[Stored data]
+-------+

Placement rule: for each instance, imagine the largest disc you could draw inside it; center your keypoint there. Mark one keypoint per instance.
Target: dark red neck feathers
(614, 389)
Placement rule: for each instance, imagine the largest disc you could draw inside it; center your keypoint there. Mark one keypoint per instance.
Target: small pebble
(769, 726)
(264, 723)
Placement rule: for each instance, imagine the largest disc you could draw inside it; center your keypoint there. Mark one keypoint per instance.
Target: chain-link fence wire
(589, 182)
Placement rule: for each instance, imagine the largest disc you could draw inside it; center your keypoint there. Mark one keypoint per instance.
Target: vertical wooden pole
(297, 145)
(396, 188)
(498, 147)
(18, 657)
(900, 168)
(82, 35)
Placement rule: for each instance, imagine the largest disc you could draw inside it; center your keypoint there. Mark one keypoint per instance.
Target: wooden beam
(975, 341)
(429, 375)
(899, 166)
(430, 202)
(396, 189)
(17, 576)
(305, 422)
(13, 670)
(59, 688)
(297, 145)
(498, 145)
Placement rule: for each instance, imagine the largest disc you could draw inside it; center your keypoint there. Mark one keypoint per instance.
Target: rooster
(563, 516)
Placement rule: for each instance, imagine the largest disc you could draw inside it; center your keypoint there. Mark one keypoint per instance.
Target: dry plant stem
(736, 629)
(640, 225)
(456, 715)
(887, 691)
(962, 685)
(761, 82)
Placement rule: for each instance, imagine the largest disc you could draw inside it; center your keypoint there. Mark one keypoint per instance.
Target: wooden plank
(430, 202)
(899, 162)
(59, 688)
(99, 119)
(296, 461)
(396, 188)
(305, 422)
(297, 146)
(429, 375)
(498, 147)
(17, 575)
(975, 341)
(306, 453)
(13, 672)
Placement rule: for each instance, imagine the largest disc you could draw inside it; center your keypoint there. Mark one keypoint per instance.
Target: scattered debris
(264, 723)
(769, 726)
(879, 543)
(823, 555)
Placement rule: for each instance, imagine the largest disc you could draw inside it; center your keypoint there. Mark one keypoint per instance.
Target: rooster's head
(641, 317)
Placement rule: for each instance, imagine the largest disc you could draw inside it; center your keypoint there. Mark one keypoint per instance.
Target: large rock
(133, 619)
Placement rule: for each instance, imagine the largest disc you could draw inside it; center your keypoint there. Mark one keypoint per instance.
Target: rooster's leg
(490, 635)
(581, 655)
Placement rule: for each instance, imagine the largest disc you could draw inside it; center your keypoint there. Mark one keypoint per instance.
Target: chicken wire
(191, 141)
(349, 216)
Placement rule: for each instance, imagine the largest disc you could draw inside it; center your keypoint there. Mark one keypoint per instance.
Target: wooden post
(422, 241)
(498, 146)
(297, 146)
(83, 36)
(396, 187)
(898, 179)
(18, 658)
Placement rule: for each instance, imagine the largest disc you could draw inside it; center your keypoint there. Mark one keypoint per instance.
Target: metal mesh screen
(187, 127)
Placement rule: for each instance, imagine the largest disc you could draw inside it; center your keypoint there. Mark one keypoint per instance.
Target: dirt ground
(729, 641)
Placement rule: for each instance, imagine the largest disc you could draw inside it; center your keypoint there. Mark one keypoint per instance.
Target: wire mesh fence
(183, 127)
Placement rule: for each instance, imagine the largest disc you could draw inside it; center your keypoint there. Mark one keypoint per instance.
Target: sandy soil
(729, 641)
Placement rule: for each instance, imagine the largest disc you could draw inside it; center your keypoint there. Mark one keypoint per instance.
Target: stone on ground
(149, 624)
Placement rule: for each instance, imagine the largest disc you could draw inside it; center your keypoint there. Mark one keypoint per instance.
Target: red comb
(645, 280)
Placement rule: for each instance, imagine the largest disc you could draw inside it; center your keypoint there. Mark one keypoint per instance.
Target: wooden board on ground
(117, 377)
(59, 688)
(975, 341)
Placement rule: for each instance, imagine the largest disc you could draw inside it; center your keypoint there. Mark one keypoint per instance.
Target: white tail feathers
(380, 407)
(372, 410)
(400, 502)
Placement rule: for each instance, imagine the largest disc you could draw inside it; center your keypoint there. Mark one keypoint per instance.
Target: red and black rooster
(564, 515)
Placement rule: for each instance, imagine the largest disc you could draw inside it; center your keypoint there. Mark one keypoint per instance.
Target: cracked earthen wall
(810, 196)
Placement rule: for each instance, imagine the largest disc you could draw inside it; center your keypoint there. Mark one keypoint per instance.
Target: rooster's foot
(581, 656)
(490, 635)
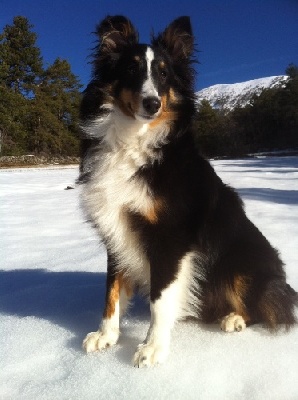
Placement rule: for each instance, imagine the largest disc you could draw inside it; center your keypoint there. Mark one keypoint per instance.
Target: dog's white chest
(110, 194)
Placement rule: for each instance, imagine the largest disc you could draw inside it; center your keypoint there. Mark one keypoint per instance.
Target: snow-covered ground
(52, 281)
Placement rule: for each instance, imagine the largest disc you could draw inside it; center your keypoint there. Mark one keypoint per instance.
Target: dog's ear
(114, 34)
(177, 39)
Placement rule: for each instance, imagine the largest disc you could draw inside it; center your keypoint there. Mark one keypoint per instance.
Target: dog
(172, 229)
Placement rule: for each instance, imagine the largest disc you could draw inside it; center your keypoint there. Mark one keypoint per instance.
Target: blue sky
(237, 40)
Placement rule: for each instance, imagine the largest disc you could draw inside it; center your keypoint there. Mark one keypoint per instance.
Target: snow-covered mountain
(228, 96)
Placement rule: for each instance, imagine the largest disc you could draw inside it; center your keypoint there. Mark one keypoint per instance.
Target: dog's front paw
(148, 355)
(233, 322)
(95, 341)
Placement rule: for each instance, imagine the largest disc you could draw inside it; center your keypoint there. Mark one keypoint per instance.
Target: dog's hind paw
(148, 355)
(95, 341)
(232, 323)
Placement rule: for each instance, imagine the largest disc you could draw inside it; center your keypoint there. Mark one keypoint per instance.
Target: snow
(228, 96)
(52, 283)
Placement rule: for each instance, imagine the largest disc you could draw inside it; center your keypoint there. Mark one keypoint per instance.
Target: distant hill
(228, 96)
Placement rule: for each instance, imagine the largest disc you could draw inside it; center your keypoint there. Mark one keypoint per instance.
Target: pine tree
(20, 59)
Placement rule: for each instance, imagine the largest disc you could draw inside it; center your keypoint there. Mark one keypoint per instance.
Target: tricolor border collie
(172, 228)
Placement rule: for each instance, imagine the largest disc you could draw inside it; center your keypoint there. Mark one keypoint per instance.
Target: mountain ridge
(228, 96)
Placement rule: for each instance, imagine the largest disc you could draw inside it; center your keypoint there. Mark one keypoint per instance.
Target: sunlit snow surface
(52, 284)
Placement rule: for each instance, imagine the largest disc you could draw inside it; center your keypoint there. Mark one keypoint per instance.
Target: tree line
(39, 107)
(269, 122)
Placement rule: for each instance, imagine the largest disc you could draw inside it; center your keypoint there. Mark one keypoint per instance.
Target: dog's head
(146, 82)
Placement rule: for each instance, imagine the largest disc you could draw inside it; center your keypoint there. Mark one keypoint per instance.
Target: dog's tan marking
(166, 115)
(235, 295)
(128, 102)
(153, 212)
(114, 294)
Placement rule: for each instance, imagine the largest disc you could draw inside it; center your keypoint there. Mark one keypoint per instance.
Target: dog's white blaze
(148, 88)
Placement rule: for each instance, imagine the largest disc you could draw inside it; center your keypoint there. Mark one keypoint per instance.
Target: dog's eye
(163, 74)
(132, 69)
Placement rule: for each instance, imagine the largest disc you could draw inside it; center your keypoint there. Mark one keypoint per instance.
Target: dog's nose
(151, 104)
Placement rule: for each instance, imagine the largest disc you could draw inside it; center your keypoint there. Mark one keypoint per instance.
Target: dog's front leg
(164, 311)
(118, 293)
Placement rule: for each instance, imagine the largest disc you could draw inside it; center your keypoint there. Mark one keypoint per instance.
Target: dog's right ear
(114, 34)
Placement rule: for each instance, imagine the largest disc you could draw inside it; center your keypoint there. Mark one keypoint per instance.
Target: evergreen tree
(20, 59)
(39, 111)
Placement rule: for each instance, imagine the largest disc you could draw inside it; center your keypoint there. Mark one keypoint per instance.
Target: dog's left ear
(177, 39)
(115, 33)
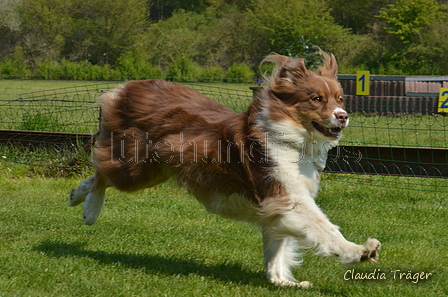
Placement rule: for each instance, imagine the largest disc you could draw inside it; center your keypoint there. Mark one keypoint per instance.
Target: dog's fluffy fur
(261, 166)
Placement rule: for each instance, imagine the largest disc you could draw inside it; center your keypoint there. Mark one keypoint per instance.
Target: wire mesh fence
(391, 148)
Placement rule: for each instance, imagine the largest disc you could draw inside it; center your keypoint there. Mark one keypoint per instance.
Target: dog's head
(312, 100)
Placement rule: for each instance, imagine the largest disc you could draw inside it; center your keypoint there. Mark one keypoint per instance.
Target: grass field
(71, 110)
(160, 242)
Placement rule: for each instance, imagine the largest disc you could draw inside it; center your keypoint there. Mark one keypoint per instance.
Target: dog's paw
(371, 250)
(75, 198)
(288, 283)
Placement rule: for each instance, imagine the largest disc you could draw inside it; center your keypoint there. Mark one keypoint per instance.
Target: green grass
(160, 242)
(67, 106)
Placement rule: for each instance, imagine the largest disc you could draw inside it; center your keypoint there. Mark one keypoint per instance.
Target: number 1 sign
(443, 100)
(363, 83)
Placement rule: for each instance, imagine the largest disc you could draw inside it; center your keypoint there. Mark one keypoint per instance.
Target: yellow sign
(443, 100)
(363, 83)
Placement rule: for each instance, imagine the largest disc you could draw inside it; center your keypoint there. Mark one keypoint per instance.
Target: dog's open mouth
(328, 132)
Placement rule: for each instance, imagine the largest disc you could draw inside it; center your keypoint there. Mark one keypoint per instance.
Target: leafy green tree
(44, 24)
(287, 23)
(103, 30)
(406, 18)
(406, 41)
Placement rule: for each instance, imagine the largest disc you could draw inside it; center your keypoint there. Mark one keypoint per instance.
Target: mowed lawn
(161, 242)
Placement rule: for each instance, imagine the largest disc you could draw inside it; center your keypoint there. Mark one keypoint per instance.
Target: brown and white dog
(261, 166)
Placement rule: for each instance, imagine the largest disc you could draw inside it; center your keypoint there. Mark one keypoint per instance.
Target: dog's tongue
(328, 132)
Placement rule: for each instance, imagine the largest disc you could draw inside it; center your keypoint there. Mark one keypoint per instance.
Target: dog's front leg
(94, 200)
(79, 194)
(280, 257)
(306, 222)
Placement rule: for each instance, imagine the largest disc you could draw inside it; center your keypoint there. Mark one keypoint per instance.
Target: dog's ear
(286, 73)
(329, 67)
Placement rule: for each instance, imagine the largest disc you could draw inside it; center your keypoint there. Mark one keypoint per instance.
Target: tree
(102, 31)
(406, 24)
(44, 23)
(287, 23)
(406, 18)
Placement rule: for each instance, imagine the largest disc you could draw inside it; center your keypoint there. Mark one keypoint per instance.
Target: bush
(183, 69)
(134, 68)
(212, 74)
(239, 73)
(15, 67)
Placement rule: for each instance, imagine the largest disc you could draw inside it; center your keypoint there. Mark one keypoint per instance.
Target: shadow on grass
(156, 264)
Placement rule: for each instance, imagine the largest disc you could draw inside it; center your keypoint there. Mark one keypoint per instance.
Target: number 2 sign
(363, 83)
(443, 100)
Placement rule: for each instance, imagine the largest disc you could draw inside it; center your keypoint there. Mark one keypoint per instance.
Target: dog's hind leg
(94, 200)
(79, 194)
(280, 257)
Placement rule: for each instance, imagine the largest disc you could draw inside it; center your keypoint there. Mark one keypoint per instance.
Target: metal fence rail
(387, 146)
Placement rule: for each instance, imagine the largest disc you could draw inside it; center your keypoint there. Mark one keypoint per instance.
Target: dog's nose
(342, 116)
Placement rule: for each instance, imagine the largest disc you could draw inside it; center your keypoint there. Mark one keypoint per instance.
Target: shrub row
(182, 69)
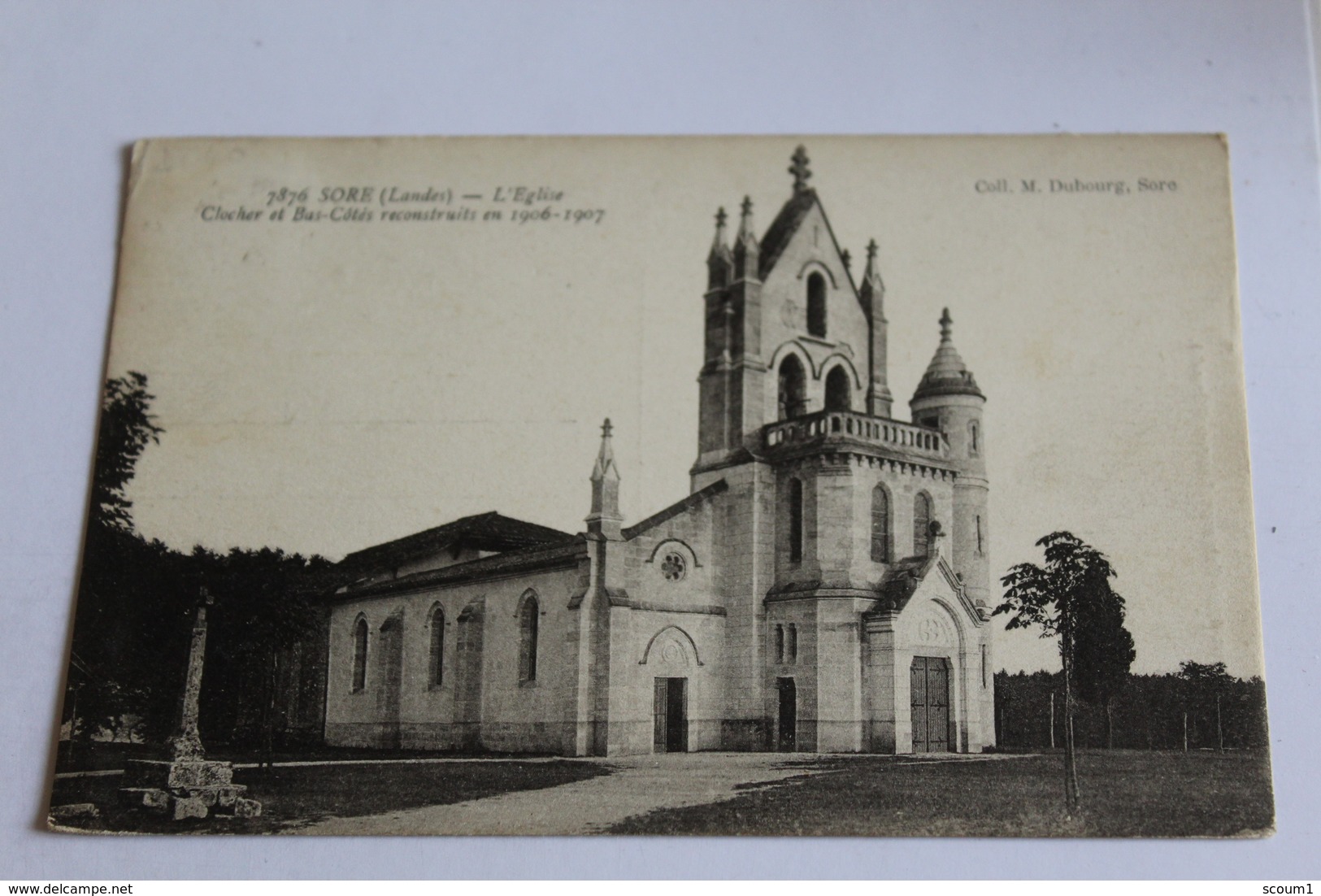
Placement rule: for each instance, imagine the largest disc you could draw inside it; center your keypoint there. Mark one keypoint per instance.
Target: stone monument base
(193, 788)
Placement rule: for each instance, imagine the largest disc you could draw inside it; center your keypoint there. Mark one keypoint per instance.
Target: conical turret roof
(946, 374)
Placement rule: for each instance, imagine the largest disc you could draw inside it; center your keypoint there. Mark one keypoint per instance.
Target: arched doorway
(786, 739)
(793, 389)
(929, 699)
(468, 678)
(839, 394)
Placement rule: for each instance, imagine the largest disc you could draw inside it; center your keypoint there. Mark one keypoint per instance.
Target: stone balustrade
(851, 426)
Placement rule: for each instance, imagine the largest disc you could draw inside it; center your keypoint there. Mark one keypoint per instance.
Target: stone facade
(823, 587)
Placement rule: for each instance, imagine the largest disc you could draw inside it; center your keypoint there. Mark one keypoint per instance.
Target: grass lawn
(295, 796)
(1126, 794)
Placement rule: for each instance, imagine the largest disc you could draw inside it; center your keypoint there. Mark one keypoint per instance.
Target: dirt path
(640, 784)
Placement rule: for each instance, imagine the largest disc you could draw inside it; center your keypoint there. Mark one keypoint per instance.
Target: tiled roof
(567, 551)
(782, 229)
(676, 507)
(485, 532)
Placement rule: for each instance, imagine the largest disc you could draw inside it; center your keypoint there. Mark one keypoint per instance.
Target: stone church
(823, 587)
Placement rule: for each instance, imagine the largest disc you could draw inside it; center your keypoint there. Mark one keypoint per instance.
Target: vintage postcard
(671, 485)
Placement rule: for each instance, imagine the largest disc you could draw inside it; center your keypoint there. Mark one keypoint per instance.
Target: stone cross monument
(189, 785)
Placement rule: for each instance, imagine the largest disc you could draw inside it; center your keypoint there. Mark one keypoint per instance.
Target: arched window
(796, 521)
(817, 304)
(880, 525)
(528, 623)
(437, 663)
(359, 655)
(838, 390)
(921, 525)
(793, 389)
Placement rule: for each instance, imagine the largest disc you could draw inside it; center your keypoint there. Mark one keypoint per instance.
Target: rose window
(672, 568)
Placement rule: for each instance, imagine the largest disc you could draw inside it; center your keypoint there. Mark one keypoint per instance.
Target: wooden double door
(929, 691)
(670, 715)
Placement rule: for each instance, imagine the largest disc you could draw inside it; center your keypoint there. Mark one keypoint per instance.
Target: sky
(329, 385)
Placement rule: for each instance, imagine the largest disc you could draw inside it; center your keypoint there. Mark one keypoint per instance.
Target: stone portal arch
(672, 646)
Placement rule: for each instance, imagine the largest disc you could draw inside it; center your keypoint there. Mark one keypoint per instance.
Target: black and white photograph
(748, 485)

+-------+

Which lines in the items contain the word "metal"? Extract each of them.

Target: metal mesh screen
Target: metal fence rail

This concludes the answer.